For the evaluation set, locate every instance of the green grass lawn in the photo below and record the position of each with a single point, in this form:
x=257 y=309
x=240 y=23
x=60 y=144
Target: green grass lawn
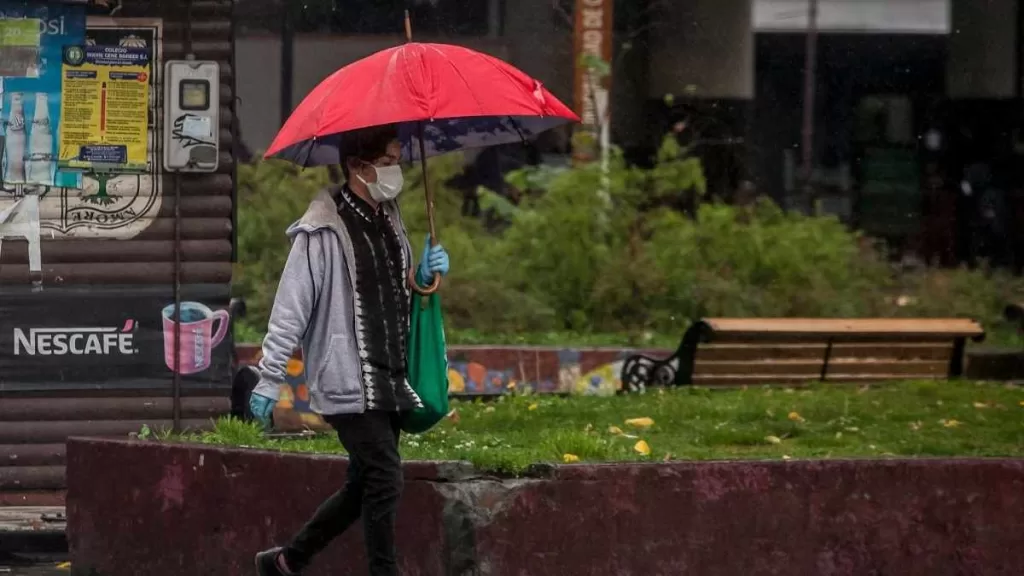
x=900 y=419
☆ ☆ ☆ ☆ ☆ ☆ ☆
▶ _Direction_
Update the listing above by replacing "green grass lawn" with "mowed lawn" wherever it occurs, keeping everything else the same. Omit the pictures from your answer.

▶ _The answer_
For the evaluation set, locate every instance of the mowed lawn in the photo below and record the position of each with a single point, in this form:
x=257 y=309
x=240 y=23
x=60 y=144
Target: mowed lawn
x=900 y=419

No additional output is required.